### [What you are asked to do]
Edit the records so that every "square brackets" becomes "round brackets" and all other text stays the same. Omit the pictures from your answer.

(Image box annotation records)
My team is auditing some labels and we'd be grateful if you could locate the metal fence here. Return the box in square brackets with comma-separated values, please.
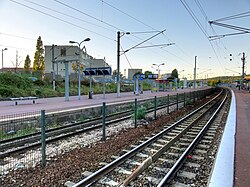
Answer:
[0, 89, 212, 175]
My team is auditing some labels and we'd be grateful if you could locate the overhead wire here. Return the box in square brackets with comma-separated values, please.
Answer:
[180, 0, 225, 70]
[100, 0, 194, 65]
[195, 0, 229, 55]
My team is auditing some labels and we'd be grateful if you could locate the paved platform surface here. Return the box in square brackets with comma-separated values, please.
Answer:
[233, 89, 250, 187]
[0, 88, 199, 116]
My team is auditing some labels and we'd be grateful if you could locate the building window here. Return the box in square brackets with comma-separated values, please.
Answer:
[61, 48, 66, 56]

### [Solved problem]
My team is auditing some labels and we'd be grateful if you could locate the metal fence here. Return the box in round brackets with comma-separated values, please.
Answer:
[0, 89, 212, 175]
My team is auditing some labels and we'd be grateful if you could locate the overhead wire here. Return the box in round brackets with comma-separated values, please.
Answer:
[180, 0, 225, 70]
[100, 0, 194, 65]
[195, 0, 229, 55]
My team is auditing some labels and we'd be grateful if you could locate the paved platform surface here. Return the box in round brackets with comma-separated values, please.
Answer:
[233, 89, 250, 187]
[0, 88, 199, 116]
My team is auditing some labels and we'd be grateful if you could locate the building window here. Return the box in round brackets with comma-separated values, please.
Answer:
[61, 48, 66, 56]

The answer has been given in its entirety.